*What the task asks*
In the records below, rewrite everything from the line containing "Could you point out where the patterned backsplash" down to the line containing "[544,95,651,126]", with both of those lines included, as a numbered list. Leave out any blank lines.

[START OF Provided information]

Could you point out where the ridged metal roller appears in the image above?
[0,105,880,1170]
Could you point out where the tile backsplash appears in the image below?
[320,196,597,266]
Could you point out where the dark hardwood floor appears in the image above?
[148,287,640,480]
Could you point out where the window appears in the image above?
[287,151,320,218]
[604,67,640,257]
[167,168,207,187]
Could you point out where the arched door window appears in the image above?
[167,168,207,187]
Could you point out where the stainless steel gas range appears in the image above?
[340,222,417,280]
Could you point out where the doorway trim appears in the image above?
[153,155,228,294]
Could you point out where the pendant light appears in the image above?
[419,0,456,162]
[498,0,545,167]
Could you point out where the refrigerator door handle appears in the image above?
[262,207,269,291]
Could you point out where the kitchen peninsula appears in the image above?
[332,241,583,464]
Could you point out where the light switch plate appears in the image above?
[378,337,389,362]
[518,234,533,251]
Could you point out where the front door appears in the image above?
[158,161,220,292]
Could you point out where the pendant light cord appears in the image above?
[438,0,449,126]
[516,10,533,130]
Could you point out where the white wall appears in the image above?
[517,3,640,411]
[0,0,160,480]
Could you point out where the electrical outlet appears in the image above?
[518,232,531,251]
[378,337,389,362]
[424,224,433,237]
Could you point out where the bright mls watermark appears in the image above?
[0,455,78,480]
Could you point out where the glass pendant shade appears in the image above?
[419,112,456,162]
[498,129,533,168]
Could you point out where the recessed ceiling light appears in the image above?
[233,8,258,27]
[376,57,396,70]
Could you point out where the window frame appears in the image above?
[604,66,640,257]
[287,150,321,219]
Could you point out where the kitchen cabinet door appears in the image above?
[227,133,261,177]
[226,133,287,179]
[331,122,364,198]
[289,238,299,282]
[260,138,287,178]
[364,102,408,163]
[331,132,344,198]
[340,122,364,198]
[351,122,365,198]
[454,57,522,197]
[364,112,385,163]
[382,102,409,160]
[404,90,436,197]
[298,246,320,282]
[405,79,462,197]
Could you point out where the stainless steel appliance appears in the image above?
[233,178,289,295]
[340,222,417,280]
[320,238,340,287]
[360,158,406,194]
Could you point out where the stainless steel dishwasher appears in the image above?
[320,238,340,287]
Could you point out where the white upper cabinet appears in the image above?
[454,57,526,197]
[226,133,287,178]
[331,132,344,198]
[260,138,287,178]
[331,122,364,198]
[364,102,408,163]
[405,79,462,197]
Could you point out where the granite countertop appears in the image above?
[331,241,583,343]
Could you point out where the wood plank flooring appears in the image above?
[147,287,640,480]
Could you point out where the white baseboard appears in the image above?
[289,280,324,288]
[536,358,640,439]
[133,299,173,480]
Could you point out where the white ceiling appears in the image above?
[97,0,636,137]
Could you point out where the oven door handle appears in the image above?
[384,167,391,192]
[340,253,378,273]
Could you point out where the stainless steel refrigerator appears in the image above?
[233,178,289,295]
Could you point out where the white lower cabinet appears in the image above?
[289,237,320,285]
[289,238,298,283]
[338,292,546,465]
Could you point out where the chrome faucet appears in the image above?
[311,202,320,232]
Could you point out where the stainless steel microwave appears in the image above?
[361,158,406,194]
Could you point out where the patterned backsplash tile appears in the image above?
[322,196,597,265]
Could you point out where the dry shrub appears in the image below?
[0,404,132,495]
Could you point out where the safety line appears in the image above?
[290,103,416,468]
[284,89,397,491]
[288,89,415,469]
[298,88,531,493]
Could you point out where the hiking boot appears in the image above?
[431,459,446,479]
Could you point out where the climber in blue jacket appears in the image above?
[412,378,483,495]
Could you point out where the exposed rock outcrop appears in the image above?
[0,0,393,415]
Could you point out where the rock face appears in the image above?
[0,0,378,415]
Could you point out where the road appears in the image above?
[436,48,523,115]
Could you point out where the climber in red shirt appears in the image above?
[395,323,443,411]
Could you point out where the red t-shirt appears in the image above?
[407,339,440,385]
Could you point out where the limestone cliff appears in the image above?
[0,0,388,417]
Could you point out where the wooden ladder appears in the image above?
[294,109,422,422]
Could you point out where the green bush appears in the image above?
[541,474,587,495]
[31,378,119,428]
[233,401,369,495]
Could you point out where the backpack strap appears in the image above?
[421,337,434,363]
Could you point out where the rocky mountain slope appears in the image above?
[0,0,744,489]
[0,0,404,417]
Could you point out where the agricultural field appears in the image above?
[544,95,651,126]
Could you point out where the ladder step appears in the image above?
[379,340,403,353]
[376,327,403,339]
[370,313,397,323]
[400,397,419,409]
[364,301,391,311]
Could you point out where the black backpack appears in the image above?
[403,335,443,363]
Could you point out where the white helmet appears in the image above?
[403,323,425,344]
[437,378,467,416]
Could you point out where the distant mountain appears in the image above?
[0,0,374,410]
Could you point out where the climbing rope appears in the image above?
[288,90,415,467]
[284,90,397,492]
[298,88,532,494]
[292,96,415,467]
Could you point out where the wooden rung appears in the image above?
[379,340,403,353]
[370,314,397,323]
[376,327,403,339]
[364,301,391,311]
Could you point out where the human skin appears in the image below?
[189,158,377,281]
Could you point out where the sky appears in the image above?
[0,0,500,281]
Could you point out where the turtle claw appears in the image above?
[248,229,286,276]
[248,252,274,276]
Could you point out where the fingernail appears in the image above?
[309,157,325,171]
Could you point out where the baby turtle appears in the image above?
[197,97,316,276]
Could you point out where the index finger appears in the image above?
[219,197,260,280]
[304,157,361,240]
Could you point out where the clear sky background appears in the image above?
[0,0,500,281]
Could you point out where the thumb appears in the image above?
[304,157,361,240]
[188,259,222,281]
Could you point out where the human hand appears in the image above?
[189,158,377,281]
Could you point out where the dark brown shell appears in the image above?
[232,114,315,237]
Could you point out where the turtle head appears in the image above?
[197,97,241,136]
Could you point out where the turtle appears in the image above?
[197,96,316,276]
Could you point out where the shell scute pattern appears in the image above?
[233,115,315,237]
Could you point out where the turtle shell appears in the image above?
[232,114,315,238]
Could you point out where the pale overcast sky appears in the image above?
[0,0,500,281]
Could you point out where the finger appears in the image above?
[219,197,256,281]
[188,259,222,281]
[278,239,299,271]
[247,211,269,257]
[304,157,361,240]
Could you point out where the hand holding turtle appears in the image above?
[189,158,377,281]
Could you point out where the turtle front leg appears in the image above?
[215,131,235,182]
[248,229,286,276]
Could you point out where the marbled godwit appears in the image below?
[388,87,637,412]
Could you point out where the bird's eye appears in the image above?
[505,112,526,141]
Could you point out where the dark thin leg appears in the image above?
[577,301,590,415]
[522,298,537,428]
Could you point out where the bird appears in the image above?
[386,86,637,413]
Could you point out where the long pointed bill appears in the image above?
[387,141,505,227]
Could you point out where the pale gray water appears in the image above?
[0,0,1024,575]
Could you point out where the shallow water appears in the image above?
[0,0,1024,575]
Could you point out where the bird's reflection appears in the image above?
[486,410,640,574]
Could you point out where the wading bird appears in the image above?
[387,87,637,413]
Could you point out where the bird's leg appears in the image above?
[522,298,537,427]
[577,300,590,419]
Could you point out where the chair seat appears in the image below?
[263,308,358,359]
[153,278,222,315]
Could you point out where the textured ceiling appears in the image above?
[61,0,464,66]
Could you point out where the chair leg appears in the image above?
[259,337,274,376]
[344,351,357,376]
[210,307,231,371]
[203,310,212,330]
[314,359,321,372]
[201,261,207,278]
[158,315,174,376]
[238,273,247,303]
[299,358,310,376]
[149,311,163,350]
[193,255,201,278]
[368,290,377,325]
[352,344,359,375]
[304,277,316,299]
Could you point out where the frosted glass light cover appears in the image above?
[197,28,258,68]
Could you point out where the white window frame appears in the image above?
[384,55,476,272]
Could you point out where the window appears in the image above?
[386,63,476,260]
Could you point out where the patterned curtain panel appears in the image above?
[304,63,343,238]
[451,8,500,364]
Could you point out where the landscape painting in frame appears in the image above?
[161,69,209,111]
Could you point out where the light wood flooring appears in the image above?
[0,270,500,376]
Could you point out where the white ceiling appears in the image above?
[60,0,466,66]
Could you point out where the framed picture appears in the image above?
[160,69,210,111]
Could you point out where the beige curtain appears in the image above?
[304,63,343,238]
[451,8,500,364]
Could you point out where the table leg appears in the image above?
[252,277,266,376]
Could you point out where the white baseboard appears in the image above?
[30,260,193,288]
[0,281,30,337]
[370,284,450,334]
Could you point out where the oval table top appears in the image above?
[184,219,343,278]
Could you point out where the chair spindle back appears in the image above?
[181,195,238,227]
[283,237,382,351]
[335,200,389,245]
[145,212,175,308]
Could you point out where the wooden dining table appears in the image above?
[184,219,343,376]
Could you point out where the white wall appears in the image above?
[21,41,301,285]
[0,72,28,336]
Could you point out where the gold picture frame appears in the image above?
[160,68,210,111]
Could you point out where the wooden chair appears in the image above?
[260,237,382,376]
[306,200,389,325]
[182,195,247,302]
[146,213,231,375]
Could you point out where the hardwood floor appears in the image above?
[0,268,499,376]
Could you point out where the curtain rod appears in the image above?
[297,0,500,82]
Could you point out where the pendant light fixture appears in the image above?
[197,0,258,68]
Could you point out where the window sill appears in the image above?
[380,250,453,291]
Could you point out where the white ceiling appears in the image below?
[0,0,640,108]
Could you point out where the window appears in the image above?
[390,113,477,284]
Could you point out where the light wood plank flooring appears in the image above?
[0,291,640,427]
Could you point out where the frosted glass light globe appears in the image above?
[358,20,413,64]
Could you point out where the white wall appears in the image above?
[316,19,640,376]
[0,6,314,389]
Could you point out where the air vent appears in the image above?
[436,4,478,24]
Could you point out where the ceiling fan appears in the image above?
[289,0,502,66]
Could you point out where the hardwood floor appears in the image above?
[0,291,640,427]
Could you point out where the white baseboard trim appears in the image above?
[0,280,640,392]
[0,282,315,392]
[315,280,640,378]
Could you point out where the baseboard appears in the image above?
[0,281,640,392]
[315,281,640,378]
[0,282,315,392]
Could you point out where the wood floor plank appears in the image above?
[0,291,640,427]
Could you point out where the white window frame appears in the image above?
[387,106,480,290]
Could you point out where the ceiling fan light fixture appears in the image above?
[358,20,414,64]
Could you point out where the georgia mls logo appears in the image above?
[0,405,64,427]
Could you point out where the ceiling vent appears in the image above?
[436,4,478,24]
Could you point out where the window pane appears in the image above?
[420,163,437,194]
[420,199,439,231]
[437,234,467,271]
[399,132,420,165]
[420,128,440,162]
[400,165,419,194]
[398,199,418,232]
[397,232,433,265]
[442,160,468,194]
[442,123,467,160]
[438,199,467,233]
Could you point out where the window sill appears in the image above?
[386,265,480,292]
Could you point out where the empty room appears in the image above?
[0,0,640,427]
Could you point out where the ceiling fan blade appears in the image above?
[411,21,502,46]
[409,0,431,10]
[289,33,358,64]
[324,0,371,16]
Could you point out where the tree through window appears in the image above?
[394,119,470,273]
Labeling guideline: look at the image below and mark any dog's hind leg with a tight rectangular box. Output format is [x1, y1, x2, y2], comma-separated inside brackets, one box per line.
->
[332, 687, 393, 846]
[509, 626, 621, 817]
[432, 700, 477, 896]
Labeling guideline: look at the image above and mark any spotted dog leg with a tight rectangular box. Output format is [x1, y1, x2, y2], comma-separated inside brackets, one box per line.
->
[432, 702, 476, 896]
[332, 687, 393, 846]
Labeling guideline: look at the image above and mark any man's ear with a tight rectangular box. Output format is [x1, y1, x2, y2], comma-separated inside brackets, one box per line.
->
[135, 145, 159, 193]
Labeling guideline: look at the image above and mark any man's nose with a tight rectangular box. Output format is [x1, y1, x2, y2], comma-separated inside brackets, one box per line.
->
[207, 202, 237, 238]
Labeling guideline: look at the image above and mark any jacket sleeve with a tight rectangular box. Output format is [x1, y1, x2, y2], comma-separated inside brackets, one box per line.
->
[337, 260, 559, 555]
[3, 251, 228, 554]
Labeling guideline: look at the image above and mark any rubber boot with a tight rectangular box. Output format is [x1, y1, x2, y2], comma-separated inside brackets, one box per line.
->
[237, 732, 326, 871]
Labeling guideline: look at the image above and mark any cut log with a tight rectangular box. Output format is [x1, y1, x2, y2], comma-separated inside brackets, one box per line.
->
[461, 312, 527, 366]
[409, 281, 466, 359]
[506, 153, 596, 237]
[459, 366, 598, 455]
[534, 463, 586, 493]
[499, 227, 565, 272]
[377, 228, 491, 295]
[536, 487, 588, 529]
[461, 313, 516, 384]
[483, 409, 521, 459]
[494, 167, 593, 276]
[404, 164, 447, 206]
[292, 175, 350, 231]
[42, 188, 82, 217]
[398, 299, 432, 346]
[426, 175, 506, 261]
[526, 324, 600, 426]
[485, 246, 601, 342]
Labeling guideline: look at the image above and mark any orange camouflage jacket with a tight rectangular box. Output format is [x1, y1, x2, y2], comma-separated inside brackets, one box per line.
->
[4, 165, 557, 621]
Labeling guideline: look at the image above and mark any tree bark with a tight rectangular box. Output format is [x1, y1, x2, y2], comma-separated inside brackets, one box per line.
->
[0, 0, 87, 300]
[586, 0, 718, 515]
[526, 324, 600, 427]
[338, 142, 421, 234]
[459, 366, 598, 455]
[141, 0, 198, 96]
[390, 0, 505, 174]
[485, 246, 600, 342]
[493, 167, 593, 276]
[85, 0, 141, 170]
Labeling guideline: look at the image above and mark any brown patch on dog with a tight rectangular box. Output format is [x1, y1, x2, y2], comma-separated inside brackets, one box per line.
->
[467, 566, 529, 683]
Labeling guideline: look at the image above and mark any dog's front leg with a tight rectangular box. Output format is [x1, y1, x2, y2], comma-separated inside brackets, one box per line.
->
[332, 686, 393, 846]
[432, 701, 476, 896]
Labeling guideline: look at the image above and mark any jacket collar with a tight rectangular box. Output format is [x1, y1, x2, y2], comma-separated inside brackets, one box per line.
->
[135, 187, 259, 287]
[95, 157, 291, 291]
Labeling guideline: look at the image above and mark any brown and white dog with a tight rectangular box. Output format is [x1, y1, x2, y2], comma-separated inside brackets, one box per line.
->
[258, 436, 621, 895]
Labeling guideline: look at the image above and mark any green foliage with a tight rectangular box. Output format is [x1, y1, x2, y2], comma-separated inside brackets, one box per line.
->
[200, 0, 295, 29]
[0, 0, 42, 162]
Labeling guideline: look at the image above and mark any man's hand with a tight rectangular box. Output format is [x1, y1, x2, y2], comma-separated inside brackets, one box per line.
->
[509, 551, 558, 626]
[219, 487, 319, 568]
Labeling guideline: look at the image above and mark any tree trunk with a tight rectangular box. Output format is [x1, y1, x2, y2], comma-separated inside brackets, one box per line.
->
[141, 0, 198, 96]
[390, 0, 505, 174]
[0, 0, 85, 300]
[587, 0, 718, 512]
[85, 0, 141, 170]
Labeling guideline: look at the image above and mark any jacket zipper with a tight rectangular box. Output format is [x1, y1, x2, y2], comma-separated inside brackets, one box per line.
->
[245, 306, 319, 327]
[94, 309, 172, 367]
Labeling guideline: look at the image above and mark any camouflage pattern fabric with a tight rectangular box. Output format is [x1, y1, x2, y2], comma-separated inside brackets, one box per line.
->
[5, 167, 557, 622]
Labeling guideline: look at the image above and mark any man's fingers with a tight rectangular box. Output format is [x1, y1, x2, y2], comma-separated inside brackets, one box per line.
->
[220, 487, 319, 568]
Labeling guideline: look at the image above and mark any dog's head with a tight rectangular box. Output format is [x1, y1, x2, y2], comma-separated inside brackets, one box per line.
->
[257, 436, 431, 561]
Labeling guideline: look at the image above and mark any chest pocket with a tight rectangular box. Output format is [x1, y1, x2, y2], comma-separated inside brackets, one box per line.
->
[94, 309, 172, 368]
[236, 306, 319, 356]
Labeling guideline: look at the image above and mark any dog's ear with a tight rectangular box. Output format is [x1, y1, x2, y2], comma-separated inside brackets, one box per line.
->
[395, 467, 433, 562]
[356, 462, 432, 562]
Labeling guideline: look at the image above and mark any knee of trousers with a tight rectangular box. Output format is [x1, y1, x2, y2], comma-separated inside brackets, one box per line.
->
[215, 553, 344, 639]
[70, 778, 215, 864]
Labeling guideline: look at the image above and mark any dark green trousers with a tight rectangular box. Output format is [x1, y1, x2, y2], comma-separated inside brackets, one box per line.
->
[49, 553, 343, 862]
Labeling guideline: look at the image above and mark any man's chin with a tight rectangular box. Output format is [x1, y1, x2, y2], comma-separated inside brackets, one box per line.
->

[END OF Provided information]

*Task result*
1. Could you point out where the patterned backsplash tile appears in the image above?
2. [322,196,597,265]
3. Could you point out where the dry shrub appears in the image below?
4. [0,404,132,495]
5. Could you point out where the safety line appears in the image above?
6. [290,103,416,468]
7. [284,89,397,491]
8. [288,89,415,469]
9. [298,88,531,493]
10. Could you point out where the hiking boot appears in the image above?
11. [431,459,446,479]
12. Could you point out where the climber in blue jacket appears in the image above?
13. [412,378,483,495]
14. Could you point out where the exposed rock outcrop appears in the image above?
15. [0,0,393,415]
16. Could you point out where the rock face appears in the image above?
17. [0,0,378,415]
18. Could you point out where the road appears in the image above?
19. [436,48,523,115]
20. Could you point out where the climber in red shirt appears in the image above?
21. [395,323,443,411]
22. Could you point out where the red t-shirt appears in the image above?
23. [407,339,440,385]
24. Could you point out where the limestone cliff appears in the image above?
25. [0,0,388,417]
26. Could you point out where the wooden ladder appears in the image above?
27. [294,109,422,422]
28. Could you point out where the green bush appears in the image above?
29. [541,474,587,495]
30. [31,378,119,428]
31. [233,401,369,495]
32. Could you point out where the backpack strap appears in the image above?
33. [421,337,434,363]
34. Could you point out where the rocky mountain slope appears in the image above?
35. [0,0,744,489]
36. [0,0,404,417]
37. Could you point out where the agricultural field appears in the image above?
38. [544,95,651,126]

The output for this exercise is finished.